═════ DATA EXCERPTS

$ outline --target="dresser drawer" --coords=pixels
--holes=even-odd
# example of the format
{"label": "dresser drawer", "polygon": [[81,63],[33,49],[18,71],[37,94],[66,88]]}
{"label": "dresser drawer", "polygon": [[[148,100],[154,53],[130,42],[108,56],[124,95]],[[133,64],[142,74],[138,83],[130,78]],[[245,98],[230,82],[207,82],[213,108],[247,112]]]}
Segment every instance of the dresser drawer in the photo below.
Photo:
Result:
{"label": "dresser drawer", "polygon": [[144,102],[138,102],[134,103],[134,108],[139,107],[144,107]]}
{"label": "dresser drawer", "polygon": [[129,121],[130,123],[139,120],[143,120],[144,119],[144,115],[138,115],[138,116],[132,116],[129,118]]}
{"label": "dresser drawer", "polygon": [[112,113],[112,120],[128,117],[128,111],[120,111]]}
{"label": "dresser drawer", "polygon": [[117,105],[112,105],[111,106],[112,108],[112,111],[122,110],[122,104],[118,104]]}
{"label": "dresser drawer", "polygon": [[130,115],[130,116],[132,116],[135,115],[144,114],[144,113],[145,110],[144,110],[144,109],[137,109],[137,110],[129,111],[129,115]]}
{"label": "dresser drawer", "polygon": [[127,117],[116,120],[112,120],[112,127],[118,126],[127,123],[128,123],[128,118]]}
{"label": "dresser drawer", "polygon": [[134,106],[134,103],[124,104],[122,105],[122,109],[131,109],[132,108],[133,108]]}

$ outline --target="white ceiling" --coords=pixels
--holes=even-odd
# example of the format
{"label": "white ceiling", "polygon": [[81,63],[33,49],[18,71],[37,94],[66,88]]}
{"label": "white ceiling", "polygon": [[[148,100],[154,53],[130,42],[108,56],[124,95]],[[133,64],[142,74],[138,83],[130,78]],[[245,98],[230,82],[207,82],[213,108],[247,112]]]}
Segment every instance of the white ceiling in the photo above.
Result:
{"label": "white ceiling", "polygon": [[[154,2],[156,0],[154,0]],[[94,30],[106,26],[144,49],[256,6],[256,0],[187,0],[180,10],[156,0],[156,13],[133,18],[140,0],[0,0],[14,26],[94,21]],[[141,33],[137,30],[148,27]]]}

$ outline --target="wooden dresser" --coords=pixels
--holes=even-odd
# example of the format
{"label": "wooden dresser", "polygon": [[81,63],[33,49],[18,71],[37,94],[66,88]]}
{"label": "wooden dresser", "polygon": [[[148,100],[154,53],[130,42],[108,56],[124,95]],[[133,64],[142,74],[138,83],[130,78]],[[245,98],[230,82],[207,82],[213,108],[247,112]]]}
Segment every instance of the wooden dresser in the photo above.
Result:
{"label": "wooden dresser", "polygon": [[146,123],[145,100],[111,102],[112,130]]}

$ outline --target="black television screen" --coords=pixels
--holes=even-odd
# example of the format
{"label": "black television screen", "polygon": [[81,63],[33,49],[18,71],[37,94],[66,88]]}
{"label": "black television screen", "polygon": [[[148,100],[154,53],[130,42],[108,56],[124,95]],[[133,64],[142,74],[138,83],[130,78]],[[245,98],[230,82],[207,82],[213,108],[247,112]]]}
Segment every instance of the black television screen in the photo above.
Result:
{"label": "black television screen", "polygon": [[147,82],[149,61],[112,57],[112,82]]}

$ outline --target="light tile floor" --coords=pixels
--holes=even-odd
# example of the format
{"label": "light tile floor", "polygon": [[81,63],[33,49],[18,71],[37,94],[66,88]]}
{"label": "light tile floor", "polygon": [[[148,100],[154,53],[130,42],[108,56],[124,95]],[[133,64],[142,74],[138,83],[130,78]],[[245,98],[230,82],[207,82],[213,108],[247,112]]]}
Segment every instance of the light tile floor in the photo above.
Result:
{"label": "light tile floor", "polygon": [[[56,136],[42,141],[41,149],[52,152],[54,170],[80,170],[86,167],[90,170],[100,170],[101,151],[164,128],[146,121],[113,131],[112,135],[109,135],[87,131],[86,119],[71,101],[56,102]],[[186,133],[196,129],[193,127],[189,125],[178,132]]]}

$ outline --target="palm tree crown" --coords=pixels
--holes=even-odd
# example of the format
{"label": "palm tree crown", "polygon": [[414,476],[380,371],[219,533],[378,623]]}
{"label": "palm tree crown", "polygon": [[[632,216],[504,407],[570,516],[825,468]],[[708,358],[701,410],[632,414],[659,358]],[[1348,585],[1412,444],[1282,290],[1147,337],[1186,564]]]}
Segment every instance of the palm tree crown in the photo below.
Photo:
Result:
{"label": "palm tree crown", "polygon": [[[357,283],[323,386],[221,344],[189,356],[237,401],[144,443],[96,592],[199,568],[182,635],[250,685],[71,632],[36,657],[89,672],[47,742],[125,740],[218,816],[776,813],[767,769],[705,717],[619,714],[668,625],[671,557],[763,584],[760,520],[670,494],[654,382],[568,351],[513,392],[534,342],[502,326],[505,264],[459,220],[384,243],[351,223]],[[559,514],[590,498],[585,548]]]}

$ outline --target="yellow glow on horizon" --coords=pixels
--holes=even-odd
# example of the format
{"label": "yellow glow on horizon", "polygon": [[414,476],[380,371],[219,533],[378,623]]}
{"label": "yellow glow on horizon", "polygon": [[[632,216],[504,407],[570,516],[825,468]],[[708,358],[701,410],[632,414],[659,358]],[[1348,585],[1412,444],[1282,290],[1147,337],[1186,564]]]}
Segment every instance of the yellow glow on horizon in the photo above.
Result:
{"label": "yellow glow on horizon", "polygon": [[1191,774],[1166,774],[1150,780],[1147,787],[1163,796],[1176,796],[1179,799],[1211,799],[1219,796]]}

══════════

**EXERCISE INSTRUCTIONS**
Pull out every line in the items above that contains the string "below".

**FINISHED ANSWER**
Segment every instance of the dresser drawer in the photo below.
Segment every instance of the palm tree crown in the photo below.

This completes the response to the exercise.